Input material:
________________________

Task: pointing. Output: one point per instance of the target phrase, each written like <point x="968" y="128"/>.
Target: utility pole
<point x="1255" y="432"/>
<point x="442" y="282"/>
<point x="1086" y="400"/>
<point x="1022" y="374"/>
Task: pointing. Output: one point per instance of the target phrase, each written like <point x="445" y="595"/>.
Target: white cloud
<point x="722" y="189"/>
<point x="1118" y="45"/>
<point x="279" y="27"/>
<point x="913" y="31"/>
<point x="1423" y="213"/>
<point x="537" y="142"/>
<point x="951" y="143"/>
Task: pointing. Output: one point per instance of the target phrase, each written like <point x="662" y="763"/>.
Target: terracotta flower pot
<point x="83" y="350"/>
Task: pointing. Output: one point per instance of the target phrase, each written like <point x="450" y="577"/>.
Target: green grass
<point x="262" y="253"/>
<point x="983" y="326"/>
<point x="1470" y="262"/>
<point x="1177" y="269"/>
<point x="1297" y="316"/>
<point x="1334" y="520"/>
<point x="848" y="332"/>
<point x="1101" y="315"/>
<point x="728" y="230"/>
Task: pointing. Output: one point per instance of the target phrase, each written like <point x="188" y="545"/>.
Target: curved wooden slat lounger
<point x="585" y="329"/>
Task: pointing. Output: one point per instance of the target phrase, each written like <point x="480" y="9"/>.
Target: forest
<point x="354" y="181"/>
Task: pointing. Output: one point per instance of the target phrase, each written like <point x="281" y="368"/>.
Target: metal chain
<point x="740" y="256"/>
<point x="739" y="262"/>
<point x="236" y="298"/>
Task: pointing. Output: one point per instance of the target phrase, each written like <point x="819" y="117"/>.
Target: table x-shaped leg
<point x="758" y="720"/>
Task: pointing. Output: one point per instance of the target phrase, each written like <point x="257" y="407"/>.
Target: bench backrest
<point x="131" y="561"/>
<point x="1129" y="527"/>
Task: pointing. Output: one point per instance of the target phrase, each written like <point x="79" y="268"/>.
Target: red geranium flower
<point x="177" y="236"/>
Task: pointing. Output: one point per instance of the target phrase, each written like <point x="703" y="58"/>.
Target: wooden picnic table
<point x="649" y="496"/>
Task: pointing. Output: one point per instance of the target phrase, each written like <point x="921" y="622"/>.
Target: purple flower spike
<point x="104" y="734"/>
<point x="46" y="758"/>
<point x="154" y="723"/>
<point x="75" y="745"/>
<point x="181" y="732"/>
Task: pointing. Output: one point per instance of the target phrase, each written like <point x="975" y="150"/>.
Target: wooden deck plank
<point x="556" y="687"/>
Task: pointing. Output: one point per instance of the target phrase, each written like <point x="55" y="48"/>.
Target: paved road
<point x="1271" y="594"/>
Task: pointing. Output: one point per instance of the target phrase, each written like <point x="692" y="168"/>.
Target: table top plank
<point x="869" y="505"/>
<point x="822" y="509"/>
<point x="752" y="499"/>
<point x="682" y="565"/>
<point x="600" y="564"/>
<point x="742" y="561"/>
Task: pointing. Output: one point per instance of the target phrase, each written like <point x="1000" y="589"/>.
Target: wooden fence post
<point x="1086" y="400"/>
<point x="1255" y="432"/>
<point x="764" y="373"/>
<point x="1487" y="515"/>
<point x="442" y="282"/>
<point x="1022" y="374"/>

________________________

Task instructions:
Using the listing above, retype each line exactly.

Answer to this exercise:
Task: pointing. Output: one point per instance of the target phrase, each written like <point x="968" y="128"/>.
Target: utility pole
<point x="1255" y="432"/>
<point x="442" y="282"/>
<point x="1086" y="400"/>
<point x="1022" y="374"/>
Task: pointing. Output: one point per instance of the target phrase, each written like <point x="445" y="595"/>.
Target: white cloud
<point x="722" y="189"/>
<point x="1118" y="45"/>
<point x="279" y="27"/>
<point x="913" y="31"/>
<point x="1423" y="213"/>
<point x="537" y="142"/>
<point x="951" y="143"/>
Task: pointing. Output: one point per instance of the target phrase, each written like <point x="662" y="763"/>.
Target: terracotta flower pot
<point x="83" y="350"/>
Task: pointing. Output: one point per instance of the target phrase, each written like <point x="450" y="577"/>.
Target: green grass
<point x="262" y="253"/>
<point x="983" y="326"/>
<point x="1470" y="262"/>
<point x="1177" y="269"/>
<point x="1297" y="316"/>
<point x="1334" y="520"/>
<point x="848" y="332"/>
<point x="1101" y="315"/>
<point x="728" y="230"/>
Task: pointing. Output: one point per instance of the target phrase, each written like <point x="188" y="545"/>.
Target: curved wooden slat lounger
<point x="585" y="329"/>
Task: pointing. Output: one point per instance of the target phrase, each written like <point x="480" y="9"/>.
Target: forest
<point x="354" y="181"/>
Task: pointing. Output: one point per instance of the target phrase, each written like <point x="281" y="368"/>.
Target: metal chain
<point x="740" y="256"/>
<point x="739" y="262"/>
<point x="236" y="298"/>
Task: pointing. Output: one point per instance of the target phrase, each written like <point x="819" y="117"/>.
Target: table x-shaped leg
<point x="758" y="720"/>
Task: pointing. Output: one point per instance of the target phrase, each written like <point x="257" y="407"/>.
Target: bench backrest
<point x="131" y="561"/>
<point x="1129" y="527"/>
Task: pointing. Output: one point per instance of the target phrase, each written like <point x="79" y="268"/>.
Target: red geranium flower
<point x="177" y="236"/>
Task: pointing. Output: one point per instance of the target phrase, each written like <point x="703" y="58"/>.
Target: wooden picnic table
<point x="649" y="496"/>
Task: pointing. Output: one point per instance of the target phrase, each written like <point x="921" y="622"/>.
Target: purple flower spike
<point x="104" y="734"/>
<point x="46" y="758"/>
<point x="154" y="723"/>
<point x="75" y="745"/>
<point x="181" y="732"/>
Task: pointing. Output: one point per instance of the target phrase, each written like <point x="975" y="150"/>.
Target: wooden deck plank
<point x="556" y="687"/>
Task: pointing. Output: one point per instance of the target phrase, each written like <point x="55" y="48"/>.
Target: paved road
<point x="1271" y="594"/>
Task: pointing. Output: one point per instance of the target phrase, each written like <point x="692" y="168"/>.
Target: table top plank
<point x="869" y="505"/>
<point x="822" y="509"/>
<point x="752" y="499"/>
<point x="682" y="565"/>
<point x="600" y="564"/>
<point x="742" y="561"/>
Task: pointing. Output: one point per instance of the target phrase, each written like <point x="1000" y="589"/>.
Target: wooden fence post
<point x="1086" y="400"/>
<point x="1255" y="432"/>
<point x="764" y="373"/>
<point x="1487" y="515"/>
<point x="442" y="282"/>
<point x="1022" y="374"/>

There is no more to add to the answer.